_REQUIRED TASK_.
Extract the full listing below without altering a single character.

/---

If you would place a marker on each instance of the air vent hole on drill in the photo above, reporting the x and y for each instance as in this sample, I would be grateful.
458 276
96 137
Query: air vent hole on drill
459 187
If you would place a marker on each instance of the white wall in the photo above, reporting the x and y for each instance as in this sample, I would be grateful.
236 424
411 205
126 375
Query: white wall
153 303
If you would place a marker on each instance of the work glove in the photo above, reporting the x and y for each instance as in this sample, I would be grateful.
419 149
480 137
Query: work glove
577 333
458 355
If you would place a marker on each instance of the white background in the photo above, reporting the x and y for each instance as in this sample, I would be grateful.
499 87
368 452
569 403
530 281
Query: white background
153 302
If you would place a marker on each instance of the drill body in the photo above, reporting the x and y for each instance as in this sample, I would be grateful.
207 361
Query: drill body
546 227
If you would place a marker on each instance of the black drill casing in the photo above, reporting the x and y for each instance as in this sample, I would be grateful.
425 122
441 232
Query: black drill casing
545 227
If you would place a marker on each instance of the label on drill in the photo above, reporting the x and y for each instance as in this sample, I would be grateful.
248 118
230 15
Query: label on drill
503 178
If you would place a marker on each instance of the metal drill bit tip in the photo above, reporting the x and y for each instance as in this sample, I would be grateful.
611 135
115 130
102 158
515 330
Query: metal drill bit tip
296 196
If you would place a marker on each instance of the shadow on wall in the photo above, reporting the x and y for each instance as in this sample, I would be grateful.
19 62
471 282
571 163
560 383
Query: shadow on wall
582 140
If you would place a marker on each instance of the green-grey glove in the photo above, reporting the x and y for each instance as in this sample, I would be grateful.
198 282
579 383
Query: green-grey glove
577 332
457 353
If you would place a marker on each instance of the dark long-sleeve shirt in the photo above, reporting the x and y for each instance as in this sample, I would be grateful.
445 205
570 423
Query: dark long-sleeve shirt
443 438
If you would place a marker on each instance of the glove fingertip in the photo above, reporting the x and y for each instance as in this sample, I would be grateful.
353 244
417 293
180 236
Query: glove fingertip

\---

_SOLUTION TO THIS EXERCISE_.
If you would place a marker on each instance of the air vent hole on drill in the photo above, reporting the x and y for each instance as in this sample, I would be grateful.
458 276
96 137
Query: air vent hole on drill
459 187
If you would place a marker on each instance of the white wall in the photo above, reporting the x and y for each instance as in this sample, I would be grateful.
236 424
411 205
126 375
Query: white wall
153 303
If you would place a marker on each instance of the work glove in the photo above, reporting the x and y for each instance as in this sample, I would be grateful.
419 149
480 137
Query: work glove
577 333
458 355
If you would place a marker on each instance of the white background in the photo above, reporting the x and y for each instance as in this sample, I would be grateful.
499 87
368 452
569 403
530 281
Query: white background
153 302
If you would place a marker on each instance of the drill body in the photo above, reporting the x and y for each instance as in this sample, I would be grateful.
207 361
Query: drill body
546 227
If you would place a marker on each instance of the black drill casing in the photo above, reporting the x and y for each instance as in this sample, I would be grateful.
425 122
441 232
Query: black drill casing
545 227
If you would place a marker on each instance of the label on drill in the photo above, reporting the x and y for each instance as in this sample, I would be grateful.
248 118
230 15
Query: label on drill
503 178
If you would place a marker on each instance of the metal drill bit tip in the photo above, reporting the x and y for each instance as in this sample, I would be grateful.
611 135
115 130
102 158
515 330
Query: metal drill bit tip
296 196
If you would place a marker on each instance of the shadow on wall in the photo above, reporting the x and y for each instance as in this sample, I would be grateful.
19 62
471 282
571 163
560 383
Query: shadow on wall
582 140
If you would place a marker on each instance of the green-grey glove in the photo above, reporting the x and y for each instance as in this sample, I would be grateful.
198 282
579 383
Query: green-grey glove
577 332
457 353
If you would place a marker on each instance of the dark long-sleeve shirt in the photo above, reporting the x and y for each instance as in this sample, I would be grateful.
445 205
570 423
Query: dark long-sleeve shirt
443 438
If you would place a marker on each instance of the glove fingertip in the photo above, reporting the x and y for each instance as in this sample, I would be grateful.
353 244
417 293
180 236
Query: glove fingertip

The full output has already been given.